- **Exercise prompt**:
Reproduce verbatim the lines of the records below, from the line with "Please mark the price" up to and including the last line of the records.

- **Listed entries**:
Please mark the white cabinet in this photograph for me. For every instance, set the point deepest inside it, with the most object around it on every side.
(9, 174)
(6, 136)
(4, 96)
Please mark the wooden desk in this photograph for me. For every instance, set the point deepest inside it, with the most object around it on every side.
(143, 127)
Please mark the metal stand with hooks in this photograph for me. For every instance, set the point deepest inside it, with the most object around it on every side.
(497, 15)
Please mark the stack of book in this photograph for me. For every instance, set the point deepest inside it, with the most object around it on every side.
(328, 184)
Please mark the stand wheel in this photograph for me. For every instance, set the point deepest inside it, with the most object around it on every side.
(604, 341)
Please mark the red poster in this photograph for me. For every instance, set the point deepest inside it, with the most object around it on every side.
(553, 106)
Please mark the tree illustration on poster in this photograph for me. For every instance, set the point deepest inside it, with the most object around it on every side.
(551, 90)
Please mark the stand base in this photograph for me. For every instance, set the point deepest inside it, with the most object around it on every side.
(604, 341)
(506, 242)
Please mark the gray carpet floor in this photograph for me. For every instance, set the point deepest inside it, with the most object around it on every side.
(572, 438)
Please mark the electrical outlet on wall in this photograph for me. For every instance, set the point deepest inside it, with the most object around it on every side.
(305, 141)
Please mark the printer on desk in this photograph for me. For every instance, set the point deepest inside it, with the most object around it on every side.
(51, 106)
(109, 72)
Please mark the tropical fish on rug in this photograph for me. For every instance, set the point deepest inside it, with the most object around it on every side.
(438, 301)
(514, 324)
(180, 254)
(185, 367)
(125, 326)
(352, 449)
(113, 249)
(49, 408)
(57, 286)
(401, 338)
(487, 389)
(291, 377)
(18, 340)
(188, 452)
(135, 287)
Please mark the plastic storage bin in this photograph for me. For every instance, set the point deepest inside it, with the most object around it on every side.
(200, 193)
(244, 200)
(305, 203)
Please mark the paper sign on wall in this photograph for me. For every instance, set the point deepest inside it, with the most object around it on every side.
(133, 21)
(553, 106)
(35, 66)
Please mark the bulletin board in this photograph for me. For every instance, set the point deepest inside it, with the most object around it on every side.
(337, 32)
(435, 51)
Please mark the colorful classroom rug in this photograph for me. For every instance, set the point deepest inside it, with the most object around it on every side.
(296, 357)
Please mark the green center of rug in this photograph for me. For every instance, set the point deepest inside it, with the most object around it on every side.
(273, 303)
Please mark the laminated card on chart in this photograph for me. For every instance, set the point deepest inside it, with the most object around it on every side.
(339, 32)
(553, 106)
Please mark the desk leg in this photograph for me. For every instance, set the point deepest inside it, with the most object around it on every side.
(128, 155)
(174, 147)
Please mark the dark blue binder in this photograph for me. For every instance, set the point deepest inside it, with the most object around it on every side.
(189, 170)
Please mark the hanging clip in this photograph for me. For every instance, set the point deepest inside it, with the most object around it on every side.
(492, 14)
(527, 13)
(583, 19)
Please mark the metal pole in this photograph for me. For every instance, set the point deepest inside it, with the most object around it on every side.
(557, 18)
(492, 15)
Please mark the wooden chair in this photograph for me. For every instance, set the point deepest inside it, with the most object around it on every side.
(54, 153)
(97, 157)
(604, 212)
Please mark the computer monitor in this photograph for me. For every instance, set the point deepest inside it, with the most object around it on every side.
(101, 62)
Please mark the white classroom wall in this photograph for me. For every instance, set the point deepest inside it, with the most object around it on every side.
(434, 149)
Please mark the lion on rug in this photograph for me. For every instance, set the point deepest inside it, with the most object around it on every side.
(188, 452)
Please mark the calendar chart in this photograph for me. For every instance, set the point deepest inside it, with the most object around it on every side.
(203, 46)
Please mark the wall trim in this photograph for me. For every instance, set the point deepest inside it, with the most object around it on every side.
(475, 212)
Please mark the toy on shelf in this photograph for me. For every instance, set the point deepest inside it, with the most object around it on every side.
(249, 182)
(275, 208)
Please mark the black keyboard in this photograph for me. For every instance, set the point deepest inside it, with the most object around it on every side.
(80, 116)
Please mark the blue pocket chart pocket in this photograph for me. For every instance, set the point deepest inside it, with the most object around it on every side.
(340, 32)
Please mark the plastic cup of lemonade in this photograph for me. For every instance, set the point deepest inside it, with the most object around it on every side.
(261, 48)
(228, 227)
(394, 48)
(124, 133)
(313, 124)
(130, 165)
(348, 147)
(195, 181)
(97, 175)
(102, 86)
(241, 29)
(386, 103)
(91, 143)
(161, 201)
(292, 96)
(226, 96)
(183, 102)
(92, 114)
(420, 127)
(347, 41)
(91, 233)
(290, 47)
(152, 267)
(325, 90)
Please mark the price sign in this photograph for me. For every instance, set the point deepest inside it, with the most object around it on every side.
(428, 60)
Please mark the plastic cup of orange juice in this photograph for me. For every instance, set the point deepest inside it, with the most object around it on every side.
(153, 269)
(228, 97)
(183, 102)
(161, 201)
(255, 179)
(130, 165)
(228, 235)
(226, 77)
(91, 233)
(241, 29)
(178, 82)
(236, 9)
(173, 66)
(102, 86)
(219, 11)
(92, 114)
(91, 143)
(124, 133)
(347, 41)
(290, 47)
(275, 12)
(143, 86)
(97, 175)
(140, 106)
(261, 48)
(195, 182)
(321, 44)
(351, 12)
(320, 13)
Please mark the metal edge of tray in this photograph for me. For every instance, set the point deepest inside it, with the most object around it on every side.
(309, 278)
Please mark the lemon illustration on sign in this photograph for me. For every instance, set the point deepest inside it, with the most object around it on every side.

- **Output**:
Please mark the price sign in this photograph for me. For every instance, set the point deepest inside it, with the most object around it on every side.
(428, 60)
Please mark the plastic cup of orange juice in this photograph for me. For every instance, set the point deepest inside it, with the most object around it on every side.
(153, 269)
(228, 97)
(183, 102)
(161, 201)
(255, 179)
(130, 165)
(228, 235)
(226, 77)
(91, 233)
(241, 29)
(178, 82)
(236, 9)
(173, 66)
(102, 86)
(219, 11)
(92, 114)
(91, 143)
(124, 133)
(347, 41)
(290, 47)
(275, 12)
(143, 86)
(97, 175)
(140, 106)
(261, 48)
(195, 182)
(321, 44)
(351, 12)
(320, 13)
Please mark the metal edge of tray in this photograph for me. For every instance, set the point deepest inside it, with the most object around it on every side.
(309, 278)
Please mark the lemon illustration on sign in this photograph for me. For every instance, set the point deepest inside it, with the most object around it on every side.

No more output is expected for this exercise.